• **本文**
という具合で、さして男同士の関係に対して興味関心は注がれず、ただ好みの異性が手に入らなかった事への嘆きしか見られない。
次に、倫太郎がいきなり楓の家に連れ込まれたシーン。

「昨日 楓さんがよそよそしかったから・・・ もしかしてオレが勘違いしてるだけで あ、遊びだったんじゃないかって思ったんだ」
「さすがに遊びで男は抱かないかなぁ」
「抱っっ っ・・・じゃあなんで・・・」
「これでも罪悪感はあるんだよ 一応ね なんにも知らない君に手を出して しかも生徒で」

今まで散々仕掛けといていけしゃあしゃあと仰いますが、それはともかく。
この台詞は何より「男で同性間でセックスするなら愛がないと無理」という前提があります。それは、ややもするとBLで定型フレーズである「好きじゃなきゃ男なんか抱くかよ」と重なります。このフレーズの意味するところは「男“なんか”を抱くの“だから”それほどまでにこの愛は確かなものなのだ」といったものでしょう。ソレは言うまでもなく、差別を逆利用して純愛を見出すレトリックであり、ゆえにホモフォビックな性質を伴います。
そして、楓の言葉で注目したいのは「さすがに」という部分。これは、「セクハラをしかけるような自分でも、さすがに男同士に対しては倫理的である」ことを意味するのかもしれません。その場合、「女(異性)遊び」ならまだ奔放な性の持ち主としても「マシ」であるが、男でも(同性でも)遊べてしまえるのは許容されない、とする背景がうかがえます。つまり、よくある「バイセクシュアル=淫蕩」のイメージが再生産されているわけ。

という訳で、この物語は一見すると男同士の愛が異性愛規範によって脅かされないかのようだが、実の所異性愛規範的なバイセクシュアル観が生産される事で“半ば”クィアな性愛が否定されていると言える。


では、この次に『恋のハジメは×××!?』を見てみよう。

センセーまじめだから いきなりキスしてタチの悪い冗談だって思ったよなー・・・ でもそれじゃあ告白したってあしらわれるだけじゃねーの!?
反省文・・・これに好きって書いたら 先生読んでくれっかなぁ・・・

「キスもした 告白もした 手紙も書いた!順番ちょっとまちがったけど なのにまだ分かってないんだぜ!?どんだけ鈍いんだよ〜・・・」

• **保存データ**
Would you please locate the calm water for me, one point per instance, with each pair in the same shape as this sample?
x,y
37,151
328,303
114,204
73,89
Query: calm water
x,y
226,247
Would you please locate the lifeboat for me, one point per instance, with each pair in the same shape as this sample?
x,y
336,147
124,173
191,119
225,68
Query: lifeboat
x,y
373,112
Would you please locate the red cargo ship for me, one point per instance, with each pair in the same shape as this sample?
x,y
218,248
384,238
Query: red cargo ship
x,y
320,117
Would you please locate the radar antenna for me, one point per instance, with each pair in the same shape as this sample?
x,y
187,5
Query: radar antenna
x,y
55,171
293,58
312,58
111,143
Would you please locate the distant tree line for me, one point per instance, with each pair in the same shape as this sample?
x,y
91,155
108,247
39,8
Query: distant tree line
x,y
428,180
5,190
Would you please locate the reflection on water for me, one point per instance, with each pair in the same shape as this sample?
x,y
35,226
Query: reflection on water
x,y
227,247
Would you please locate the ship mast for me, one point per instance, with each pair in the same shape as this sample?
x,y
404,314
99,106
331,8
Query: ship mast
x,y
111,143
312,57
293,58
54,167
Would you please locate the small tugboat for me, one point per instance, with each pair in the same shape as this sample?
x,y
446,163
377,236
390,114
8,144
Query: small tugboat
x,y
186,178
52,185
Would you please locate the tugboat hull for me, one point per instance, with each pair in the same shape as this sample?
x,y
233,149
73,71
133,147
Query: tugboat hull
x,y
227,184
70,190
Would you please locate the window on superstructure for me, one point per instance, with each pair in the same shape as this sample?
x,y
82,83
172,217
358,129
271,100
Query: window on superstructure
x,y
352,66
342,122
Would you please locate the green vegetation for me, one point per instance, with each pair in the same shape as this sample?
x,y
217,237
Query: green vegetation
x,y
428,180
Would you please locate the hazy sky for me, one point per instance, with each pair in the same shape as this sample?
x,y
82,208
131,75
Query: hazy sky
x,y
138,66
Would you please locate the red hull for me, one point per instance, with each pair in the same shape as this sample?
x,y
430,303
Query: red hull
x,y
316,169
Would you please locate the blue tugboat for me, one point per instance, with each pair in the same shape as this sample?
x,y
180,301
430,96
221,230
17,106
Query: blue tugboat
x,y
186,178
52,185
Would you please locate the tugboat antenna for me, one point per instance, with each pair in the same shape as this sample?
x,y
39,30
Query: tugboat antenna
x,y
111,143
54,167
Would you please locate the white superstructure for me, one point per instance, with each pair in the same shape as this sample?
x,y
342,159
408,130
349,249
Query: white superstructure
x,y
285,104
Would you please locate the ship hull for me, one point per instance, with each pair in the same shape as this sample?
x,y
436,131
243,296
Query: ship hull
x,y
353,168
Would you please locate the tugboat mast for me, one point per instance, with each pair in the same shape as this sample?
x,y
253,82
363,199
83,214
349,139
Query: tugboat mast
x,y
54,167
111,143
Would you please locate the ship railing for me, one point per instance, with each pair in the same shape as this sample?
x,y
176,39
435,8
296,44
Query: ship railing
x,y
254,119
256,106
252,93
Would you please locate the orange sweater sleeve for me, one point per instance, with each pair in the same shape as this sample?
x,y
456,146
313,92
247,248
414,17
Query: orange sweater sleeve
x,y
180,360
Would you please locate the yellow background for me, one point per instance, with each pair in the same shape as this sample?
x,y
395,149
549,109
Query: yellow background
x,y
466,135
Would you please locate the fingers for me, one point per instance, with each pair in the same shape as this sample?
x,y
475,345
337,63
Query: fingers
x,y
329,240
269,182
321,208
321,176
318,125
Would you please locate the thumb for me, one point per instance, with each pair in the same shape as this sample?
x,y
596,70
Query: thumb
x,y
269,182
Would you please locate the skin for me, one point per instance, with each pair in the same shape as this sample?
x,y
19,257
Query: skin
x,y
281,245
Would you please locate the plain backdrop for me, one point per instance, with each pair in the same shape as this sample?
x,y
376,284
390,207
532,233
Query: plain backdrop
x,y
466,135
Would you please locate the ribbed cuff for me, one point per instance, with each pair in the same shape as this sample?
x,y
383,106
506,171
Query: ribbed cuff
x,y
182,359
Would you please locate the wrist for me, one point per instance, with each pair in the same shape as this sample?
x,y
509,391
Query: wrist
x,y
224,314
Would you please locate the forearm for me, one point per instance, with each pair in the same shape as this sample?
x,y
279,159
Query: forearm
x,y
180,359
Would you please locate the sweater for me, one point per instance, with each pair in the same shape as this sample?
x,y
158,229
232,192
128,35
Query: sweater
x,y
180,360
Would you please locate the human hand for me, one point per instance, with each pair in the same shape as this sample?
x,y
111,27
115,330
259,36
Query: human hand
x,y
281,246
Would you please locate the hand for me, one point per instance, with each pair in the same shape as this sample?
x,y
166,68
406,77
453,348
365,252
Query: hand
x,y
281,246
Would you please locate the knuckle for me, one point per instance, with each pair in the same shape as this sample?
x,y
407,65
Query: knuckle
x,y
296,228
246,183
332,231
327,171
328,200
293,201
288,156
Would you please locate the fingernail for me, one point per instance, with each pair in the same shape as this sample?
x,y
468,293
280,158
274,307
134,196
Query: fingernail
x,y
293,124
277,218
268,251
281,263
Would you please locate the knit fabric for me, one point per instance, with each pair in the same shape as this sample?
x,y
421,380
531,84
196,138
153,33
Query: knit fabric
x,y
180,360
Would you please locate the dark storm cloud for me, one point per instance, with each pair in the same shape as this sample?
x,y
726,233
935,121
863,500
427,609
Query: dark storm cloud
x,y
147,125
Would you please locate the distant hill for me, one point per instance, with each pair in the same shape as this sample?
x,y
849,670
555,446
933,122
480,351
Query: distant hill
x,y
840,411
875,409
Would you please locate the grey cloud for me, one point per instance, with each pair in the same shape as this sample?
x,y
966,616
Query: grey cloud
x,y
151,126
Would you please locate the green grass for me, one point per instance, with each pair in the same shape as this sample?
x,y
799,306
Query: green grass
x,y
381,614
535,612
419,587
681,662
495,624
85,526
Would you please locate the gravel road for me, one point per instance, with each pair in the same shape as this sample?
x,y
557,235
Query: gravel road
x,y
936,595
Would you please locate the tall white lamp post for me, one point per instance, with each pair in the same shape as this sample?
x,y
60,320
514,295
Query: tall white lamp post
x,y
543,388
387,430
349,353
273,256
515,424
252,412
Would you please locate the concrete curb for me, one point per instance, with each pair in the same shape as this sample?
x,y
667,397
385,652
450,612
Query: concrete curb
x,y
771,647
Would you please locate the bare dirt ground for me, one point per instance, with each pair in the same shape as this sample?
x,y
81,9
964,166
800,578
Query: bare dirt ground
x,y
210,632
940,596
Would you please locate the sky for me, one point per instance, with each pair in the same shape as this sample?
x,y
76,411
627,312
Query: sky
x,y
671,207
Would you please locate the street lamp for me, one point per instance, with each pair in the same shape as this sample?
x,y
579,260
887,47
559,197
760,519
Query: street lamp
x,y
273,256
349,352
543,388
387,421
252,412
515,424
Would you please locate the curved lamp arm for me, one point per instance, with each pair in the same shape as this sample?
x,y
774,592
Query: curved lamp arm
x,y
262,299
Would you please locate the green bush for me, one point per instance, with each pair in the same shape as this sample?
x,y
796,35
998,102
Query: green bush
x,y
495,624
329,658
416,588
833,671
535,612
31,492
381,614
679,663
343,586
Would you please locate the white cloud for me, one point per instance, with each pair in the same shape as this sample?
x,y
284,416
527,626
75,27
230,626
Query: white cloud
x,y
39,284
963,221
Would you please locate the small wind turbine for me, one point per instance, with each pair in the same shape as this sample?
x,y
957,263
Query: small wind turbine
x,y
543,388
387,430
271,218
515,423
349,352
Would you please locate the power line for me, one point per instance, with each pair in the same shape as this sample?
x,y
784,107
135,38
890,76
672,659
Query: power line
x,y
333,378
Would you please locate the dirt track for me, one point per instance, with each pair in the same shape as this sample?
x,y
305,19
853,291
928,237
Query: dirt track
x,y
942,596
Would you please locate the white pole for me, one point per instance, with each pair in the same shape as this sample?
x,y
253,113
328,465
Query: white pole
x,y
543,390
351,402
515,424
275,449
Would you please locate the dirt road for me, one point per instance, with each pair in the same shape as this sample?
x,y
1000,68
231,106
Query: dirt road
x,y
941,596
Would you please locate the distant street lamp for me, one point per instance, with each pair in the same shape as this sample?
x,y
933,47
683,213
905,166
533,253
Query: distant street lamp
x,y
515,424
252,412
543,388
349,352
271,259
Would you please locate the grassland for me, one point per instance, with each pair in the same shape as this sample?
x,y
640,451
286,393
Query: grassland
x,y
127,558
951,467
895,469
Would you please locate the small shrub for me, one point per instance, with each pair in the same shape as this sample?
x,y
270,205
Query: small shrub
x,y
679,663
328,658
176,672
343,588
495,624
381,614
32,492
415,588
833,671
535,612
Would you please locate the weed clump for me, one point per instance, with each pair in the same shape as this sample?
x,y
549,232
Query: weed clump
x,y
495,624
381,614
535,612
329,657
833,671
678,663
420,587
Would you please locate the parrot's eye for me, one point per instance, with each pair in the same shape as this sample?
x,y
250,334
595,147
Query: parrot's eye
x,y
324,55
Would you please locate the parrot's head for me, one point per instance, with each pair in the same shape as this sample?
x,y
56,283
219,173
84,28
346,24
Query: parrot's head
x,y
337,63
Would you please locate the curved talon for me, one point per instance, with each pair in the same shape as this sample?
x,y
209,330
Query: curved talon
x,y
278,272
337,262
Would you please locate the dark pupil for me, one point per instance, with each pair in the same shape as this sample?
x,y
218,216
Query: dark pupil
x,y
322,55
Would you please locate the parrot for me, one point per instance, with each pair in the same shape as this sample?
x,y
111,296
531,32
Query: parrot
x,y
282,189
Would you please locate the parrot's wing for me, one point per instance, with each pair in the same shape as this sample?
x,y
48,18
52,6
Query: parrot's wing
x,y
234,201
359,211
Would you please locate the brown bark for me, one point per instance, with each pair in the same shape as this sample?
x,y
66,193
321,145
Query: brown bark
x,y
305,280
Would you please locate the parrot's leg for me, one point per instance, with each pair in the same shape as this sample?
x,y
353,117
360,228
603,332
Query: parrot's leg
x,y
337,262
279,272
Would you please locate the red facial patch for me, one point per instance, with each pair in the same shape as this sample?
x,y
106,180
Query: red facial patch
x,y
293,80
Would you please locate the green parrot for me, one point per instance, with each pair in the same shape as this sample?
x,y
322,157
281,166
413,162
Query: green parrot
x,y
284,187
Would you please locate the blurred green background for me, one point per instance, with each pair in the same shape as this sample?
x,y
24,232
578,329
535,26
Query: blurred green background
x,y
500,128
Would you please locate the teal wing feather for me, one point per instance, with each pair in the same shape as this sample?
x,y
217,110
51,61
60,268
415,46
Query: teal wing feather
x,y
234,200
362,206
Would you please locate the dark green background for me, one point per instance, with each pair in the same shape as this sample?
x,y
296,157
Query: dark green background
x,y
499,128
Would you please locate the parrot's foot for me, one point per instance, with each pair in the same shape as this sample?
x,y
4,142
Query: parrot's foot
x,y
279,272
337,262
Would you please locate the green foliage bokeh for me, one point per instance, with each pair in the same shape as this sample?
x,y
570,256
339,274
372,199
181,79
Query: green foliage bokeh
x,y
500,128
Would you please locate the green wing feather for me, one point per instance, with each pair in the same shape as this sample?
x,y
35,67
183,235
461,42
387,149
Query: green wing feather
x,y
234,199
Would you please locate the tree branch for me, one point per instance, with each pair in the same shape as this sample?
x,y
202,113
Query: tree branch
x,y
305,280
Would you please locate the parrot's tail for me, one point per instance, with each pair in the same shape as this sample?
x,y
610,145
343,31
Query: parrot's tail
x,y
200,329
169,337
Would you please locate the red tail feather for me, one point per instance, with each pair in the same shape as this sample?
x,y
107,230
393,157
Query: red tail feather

• **演習問題**
1. 本文の筆者が、楓の言葉の中で特に注目したいとしているのはどの部分ですか。
2. 本文の「そして、楓の言葉で注目したい」から「ージが再生産されているわけ。」までを、「注目したい」を「着目したい」に置き換えて書き直しなさい。
3. BL作品の性愛表現を論じた本文を、最後に示された文の後から書き継ぎなさい。
データの項目は、本文とは別の資料です。

• **各問の解答**
1. 「さすがに」という部分です。

2.
そして、楓の言葉で着目したいのは「さすがに」という部分。これは、「セクハラをしかけるような自分でも、さすがに男同士に対しては倫理的である」ことを意味するのかもしれません。その場合、「女(異性)遊び」ならまだ奔放な性の持ち主としても「マシ」であるが、男でも(同性でも)遊べてしまえるのは許容されない、とする背景がうかがえます。つまり、よくある「バイセクシュアル=淫蕩」のイメージが再生産されているわけ。

3.
「もうその女宇宙人じゃね?」
「そーかも(女じゃないけど)」

すぐ↑のはさっきも載せた奴。

一段目では特に「男性同士“だから”タチの悪い冗談だと受け取られかねない」などとは書かれていない。ただ「マジメ“だから”」と見做されている。そのことで、受けの<鈍感さ>は「男同士だからって気づけないような、異性愛中心主義を内面化したキャラクタ」という意味づけから逃れられる(少なくとも逃れる事が可能となっている)。第二段目では、せいぜい第三者である友人キャラから「男の同級生なのだから、恋の相手は異性なはずだ」とする異性愛中心主義的発言が見られるのみだ。そして友人の発言は自らによって偏向的であることが証明されてしまったわけだ。
ゆえに、攻めは異性愛を非異性愛と相対化することに成功しており、クィアな存在として映る。
そして、攻めは友人の指摘から、「恋の相手は異性であるはず」という部分だけを取り外しつつ、「恋に敏感であるのは人間として当然」という論旨はきちんと受け取っている。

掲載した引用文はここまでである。